Using the information:
1. In the article on Canadian and European health care, where does the Frontier Centre study rank Canada?
2. Write a continuation of the article comparing Canadian and European health care, picking up after its final sentence.

Extracted text:
For Solutions on Health Care, look to Europe, not { to Canada } (286 hits)
The Canadian health-care system is opaque, unconcerned with patient satisfaction and, of course, has lengthy waiting times for medical services as a defining feature. Canadians are aware of these problems but many accept them as the unfortunate but inevitable consequence of universal coverage; that's because they believe our model is better than what many posit as the only alternative, a supposedly wholly private American-style system that leaves millions uninsured and without access to quality care.
But the Canada-U.S. comparison is stale and unhelpful. A better one is to compare Canada with Europe. There, universal coverage is achieved through a publicly-funded system but without the inefficiencies and delays that plague Canadian health care. The gap between the quality of health care enjoyed by most Europeans and that received by Canadians is strikingly large. A recent Frontier Centre study compares Canada with European countries on a wide variety of indicators of health care quality and ranks Canada 23rd out of the 32 nations surveyed.

(Spatial localization data)
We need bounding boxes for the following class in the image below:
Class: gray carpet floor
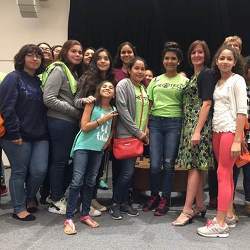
[0,170,250,250]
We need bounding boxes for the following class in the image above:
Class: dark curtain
[68,0,250,73]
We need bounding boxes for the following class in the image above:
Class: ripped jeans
[149,116,182,198]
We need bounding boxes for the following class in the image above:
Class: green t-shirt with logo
[147,74,188,117]
[135,84,149,131]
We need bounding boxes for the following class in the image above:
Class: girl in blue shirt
[64,81,117,235]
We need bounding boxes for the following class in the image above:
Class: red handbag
[113,137,143,160]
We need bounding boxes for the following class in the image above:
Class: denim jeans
[234,163,250,202]
[149,116,182,198]
[1,139,49,213]
[66,149,103,219]
[113,158,136,204]
[48,117,79,201]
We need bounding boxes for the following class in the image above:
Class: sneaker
[197,218,229,238]
[154,197,169,216]
[89,206,102,217]
[208,197,218,210]
[143,195,160,212]
[120,203,139,217]
[91,199,107,212]
[63,219,77,235]
[0,185,8,197]
[109,204,123,220]
[98,180,109,190]
[225,215,238,228]
[48,198,66,214]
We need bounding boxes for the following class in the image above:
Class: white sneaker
[225,215,238,228]
[89,206,102,217]
[48,198,66,214]
[197,218,229,238]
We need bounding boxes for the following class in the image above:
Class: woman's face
[100,82,115,99]
[163,51,179,72]
[39,43,53,61]
[216,49,236,73]
[128,60,145,83]
[24,53,42,72]
[120,44,135,64]
[190,44,205,67]
[96,51,110,72]
[145,69,154,85]
[53,47,62,60]
[83,49,95,65]
[67,44,82,65]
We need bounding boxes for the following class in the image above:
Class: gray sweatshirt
[116,78,142,138]
[43,66,81,122]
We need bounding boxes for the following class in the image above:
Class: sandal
[80,215,100,228]
[63,219,77,235]
[172,211,195,226]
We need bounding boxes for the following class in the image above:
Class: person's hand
[241,140,248,153]
[83,95,96,104]
[231,142,241,158]
[138,132,149,145]
[98,111,118,124]
[11,138,23,145]
[191,132,201,146]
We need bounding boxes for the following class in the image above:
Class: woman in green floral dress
[172,40,215,226]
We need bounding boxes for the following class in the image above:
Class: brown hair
[188,40,210,66]
[212,45,243,79]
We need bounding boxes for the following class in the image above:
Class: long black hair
[78,48,114,98]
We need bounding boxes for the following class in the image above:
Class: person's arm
[191,100,212,145]
[43,67,79,119]
[116,83,144,139]
[231,78,247,158]
[191,69,216,145]
[81,103,117,132]
[0,73,22,144]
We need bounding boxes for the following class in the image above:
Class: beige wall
[0,0,70,73]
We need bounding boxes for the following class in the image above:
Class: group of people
[0,36,250,237]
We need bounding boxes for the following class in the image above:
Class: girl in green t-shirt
[64,81,117,235]
[143,42,188,216]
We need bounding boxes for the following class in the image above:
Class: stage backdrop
[68,0,250,73]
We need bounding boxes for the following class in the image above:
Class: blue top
[0,70,48,141]
[71,106,115,156]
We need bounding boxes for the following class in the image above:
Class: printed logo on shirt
[96,114,111,142]
[156,83,185,90]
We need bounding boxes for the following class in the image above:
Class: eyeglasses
[26,53,42,60]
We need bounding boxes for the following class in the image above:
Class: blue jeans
[113,158,136,204]
[1,139,49,213]
[66,149,103,219]
[149,116,182,198]
[48,117,79,201]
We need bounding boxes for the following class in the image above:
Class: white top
[212,74,247,133]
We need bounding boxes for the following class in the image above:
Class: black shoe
[120,204,139,216]
[12,214,36,221]
[109,204,123,220]
[26,198,38,213]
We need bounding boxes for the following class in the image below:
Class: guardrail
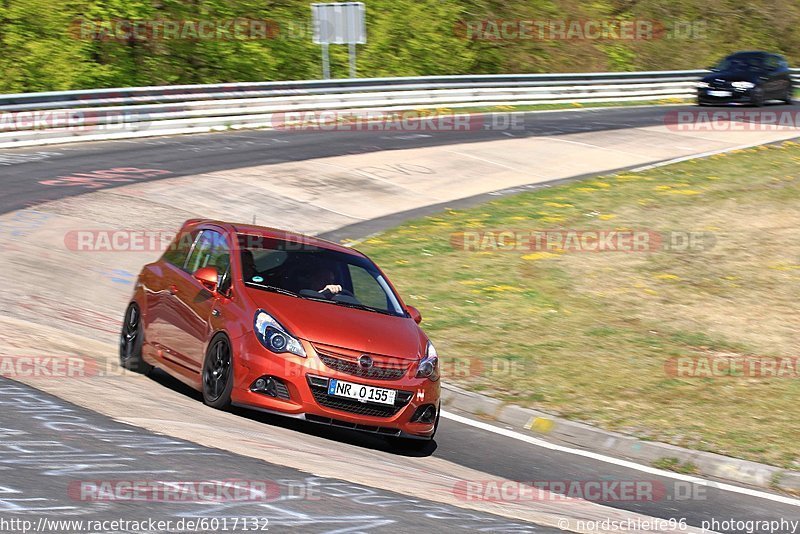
[0,69,800,148]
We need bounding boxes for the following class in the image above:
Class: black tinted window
[161,231,198,269]
[186,230,231,274]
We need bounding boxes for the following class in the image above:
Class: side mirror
[194,267,219,293]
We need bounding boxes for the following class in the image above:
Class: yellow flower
[667,189,700,195]
[522,252,558,261]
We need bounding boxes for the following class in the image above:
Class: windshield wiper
[244,282,300,297]
[329,300,399,317]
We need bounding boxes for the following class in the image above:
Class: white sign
[311,2,367,45]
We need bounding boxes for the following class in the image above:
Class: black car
[697,52,794,106]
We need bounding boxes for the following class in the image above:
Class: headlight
[417,341,439,382]
[253,310,306,358]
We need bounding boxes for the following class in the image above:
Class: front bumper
[231,335,440,438]
[697,87,755,105]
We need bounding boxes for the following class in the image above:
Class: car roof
[727,50,774,58]
[185,219,365,257]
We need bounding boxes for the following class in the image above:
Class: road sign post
[311,2,367,80]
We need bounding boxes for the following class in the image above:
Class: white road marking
[628,137,797,172]
[442,411,800,507]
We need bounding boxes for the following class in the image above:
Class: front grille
[306,413,400,436]
[317,350,406,380]
[308,376,413,417]
[275,380,290,400]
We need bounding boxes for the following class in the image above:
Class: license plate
[328,380,397,404]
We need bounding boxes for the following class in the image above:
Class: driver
[311,267,342,295]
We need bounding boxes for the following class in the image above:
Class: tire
[119,302,153,375]
[201,334,233,410]
[751,87,764,108]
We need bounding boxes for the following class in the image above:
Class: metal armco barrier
[0,69,800,148]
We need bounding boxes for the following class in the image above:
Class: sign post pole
[311,2,367,80]
[322,43,331,80]
[348,43,356,78]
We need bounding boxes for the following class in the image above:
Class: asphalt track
[0,102,800,534]
[0,378,561,534]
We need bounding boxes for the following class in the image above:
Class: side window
[161,231,199,269]
[766,56,779,71]
[348,265,387,310]
[186,230,231,275]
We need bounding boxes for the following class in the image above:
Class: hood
[703,70,763,83]
[245,287,426,360]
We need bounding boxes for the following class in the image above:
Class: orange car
[120,219,440,440]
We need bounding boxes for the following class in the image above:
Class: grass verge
[358,142,800,469]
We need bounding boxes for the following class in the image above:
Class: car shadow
[148,368,438,458]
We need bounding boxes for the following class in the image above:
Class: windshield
[238,234,405,316]
[717,54,764,72]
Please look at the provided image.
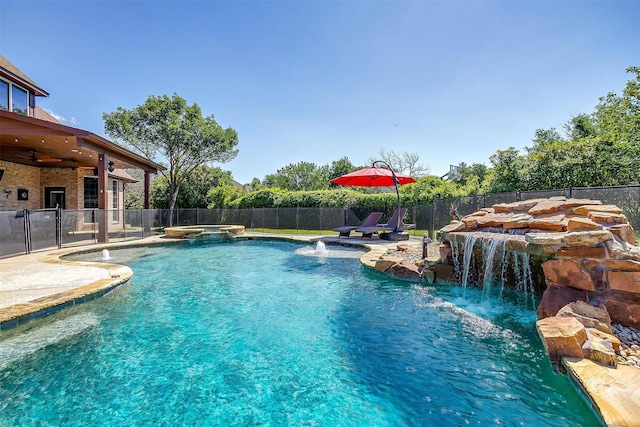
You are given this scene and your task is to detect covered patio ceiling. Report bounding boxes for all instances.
[0,111,162,173]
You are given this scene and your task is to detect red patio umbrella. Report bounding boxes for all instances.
[331,160,416,228]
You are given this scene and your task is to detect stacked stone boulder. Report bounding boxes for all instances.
[436,197,640,365]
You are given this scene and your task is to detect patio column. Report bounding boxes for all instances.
[96,153,109,243]
[142,170,151,233]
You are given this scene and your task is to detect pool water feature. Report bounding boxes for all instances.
[0,241,599,426]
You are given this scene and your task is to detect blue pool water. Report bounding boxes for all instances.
[0,242,599,426]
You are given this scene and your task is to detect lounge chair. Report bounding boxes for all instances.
[333,212,382,238]
[354,208,416,238]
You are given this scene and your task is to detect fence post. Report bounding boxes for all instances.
[56,206,62,249]
[22,209,31,255]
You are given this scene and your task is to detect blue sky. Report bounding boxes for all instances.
[0,0,640,183]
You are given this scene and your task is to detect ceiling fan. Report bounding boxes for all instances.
[16,150,62,163]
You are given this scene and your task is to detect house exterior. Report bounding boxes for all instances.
[0,56,160,242]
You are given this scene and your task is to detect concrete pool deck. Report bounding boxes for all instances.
[0,232,640,427]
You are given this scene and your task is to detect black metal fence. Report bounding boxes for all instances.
[0,185,640,257]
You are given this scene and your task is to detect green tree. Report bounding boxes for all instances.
[329,156,358,180]
[102,94,238,223]
[564,114,597,141]
[367,148,431,178]
[151,165,233,209]
[486,147,526,193]
[124,169,144,209]
[451,162,488,187]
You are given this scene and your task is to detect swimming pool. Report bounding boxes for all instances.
[0,241,599,426]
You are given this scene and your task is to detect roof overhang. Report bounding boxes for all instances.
[0,111,163,173]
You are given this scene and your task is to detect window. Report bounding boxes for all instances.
[0,80,9,111]
[0,79,31,116]
[11,85,29,116]
[84,176,98,209]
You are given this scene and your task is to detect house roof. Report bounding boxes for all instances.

Responses to the exercise:
1. 23rd out of the 32 nations surveyed.

2.
One critical difference between European health-care systems and Canada's is that Europeans rarely endure the stressful and often painful waiting periods with which Canadian patients are all too familiar.So how do they do it? European governments embrace delivery models that foster competition between insurers and providers within a universal publicly funded system, and which by their design reward excellence among health-care institutions and professionals.
In Sweden, for example, hospitals compete for customers and are paid (by the government) a per-treatment fee for each different service provided. This approach has led to dramatic increases in hospital productivity and efficiency since its introduction in the early 1990s; it has provided a powerful incentive for hospitals to focus on the needs of health-care consumers.